[[ Supplied material open ]]

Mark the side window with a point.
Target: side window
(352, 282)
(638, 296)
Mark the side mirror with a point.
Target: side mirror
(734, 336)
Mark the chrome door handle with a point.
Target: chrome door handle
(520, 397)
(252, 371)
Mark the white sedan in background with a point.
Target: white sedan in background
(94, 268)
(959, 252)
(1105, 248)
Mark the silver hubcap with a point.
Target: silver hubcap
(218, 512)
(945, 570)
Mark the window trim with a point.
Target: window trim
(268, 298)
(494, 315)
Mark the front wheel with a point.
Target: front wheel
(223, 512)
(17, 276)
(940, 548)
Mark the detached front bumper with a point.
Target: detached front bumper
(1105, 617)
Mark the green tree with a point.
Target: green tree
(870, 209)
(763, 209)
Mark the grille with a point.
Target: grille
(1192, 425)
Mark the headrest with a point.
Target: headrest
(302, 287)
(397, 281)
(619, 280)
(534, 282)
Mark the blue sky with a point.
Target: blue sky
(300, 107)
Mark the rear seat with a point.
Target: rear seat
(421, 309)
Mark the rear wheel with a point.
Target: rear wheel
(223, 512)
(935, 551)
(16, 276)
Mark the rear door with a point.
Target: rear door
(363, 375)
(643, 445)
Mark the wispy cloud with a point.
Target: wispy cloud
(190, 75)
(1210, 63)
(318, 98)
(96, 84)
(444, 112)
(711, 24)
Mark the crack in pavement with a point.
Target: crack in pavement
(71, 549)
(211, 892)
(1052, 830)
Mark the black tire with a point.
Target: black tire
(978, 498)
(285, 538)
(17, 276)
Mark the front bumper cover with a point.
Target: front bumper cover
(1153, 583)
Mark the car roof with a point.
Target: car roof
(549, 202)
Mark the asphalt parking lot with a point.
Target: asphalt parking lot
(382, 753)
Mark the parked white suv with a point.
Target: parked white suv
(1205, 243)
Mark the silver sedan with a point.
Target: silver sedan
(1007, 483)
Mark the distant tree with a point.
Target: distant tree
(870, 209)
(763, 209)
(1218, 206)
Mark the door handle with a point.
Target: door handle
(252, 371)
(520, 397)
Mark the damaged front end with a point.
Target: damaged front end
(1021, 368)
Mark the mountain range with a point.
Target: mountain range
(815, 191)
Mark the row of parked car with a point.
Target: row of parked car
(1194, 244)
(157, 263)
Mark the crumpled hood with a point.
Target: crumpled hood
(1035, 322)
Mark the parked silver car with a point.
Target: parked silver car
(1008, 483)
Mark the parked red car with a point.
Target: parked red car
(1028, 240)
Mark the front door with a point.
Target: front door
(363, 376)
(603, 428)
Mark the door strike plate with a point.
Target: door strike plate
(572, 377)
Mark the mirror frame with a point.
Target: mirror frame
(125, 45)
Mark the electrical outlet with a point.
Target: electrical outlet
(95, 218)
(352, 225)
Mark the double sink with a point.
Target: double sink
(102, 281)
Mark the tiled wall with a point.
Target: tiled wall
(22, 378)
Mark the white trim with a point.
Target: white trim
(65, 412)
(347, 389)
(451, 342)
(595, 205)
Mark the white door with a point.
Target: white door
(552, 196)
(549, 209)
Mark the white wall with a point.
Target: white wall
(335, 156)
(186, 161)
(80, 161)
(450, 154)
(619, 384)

[[ Supplied material closed ]]

Word for word, print every line above.

Mark the side window with a point.
Target: side window
(352, 282)
(638, 296)
Mark the side mirror with a point.
Target: side mirror
(734, 336)
Mark the chrome door handle with a point.
Target: chrome door handle
(520, 397)
(252, 371)
Mark the white sedan in background with a point.
Target: white sedan in background
(94, 268)
(959, 252)
(1105, 248)
Mark the silver hubcap with a point.
Target: silver hubcap
(218, 512)
(945, 570)
Mark the window trim with a point.
Target: window trim
(268, 298)
(494, 315)
Mark the front wheel with a point.
Target: front wheel
(223, 512)
(17, 276)
(940, 548)
Mark the detached front bumper with a point.
Target: detached front bumper
(1105, 617)
Mark the green tree with a point.
Target: green tree
(870, 209)
(763, 209)
Mark the grille with a point.
Target: grille
(1192, 425)
Mark the headrest with a point.
Target: headrest
(302, 287)
(397, 281)
(619, 280)
(534, 282)
Mark the blue sky with a point.
Target: blue sky
(300, 107)
Mark the rear seat with a point.
Target: rear seat
(421, 309)
Mark the rear wheel with a point.
Target: rear wheel
(223, 512)
(935, 551)
(16, 276)
Mark the rear door with a point.
Target: rear door
(363, 375)
(643, 445)
Mark the wispy cloud with a point.
Target: wispy cloud
(190, 75)
(1210, 63)
(318, 98)
(96, 84)
(444, 112)
(711, 24)
Mark the crack in pavement with a point.
Target: crack in pavement
(71, 549)
(211, 892)
(1052, 830)
Mark the black tire with a point.
Target: black tire
(978, 498)
(285, 538)
(17, 276)
Mark the front bumper cover with a point.
Target: front bumper cover
(1153, 583)
Mark the car roof with a point.
Target: car roof
(549, 202)
Mark the asphalt parking lot with a point.
Target: asphalt parking lot
(382, 753)
Mark the parked white suv with a point.
Target: parked white suv
(1205, 243)
Mark the silver sedan with a point.
Target: silver sedan
(1007, 483)
Mark the distant tree with a point.
Target: distant tree
(870, 209)
(763, 209)
(1218, 206)
Mark the door handle with a point.
Target: door handle
(252, 371)
(520, 397)
Mark the damaged front end with a point.
Target: damaged front end
(1021, 368)
Mark the mountain range with a point.
Target: mountain range
(815, 191)
Mark the row of parked car with a point.
Target: row of parked car
(1194, 244)
(157, 263)
Mark the crumpled hood with a point.
Target: crumpled hood
(1035, 322)
Mark the parked silver car with a point.
Target: parked silver car
(1008, 483)
Mark the parked red car with a point.
Target: parked red car
(1028, 240)
Mark the front door with a point.
Target: front door
(363, 376)
(603, 428)
Mark the door strike plate with a point.
Target: door strike plate
(572, 377)
Mark the mirror frame with a point.
Target: mirror frame
(125, 45)
Mark the electrical outlet with a point.
Target: electrical outlet
(95, 218)
(352, 225)
Mark the double sink with a point.
Target: double sink
(102, 281)
Mark the tiled wall with a point.
Target: tiled wall
(22, 378)
Mark the white trim with a point.
Target: white trim
(65, 412)
(347, 389)
(451, 342)
(595, 205)
Mark the white door with a point.
Target: white door
(552, 196)
(549, 209)
Mark the white wall with a point.
Target: white wall
(335, 156)
(186, 161)
(80, 161)
(450, 154)
(619, 384)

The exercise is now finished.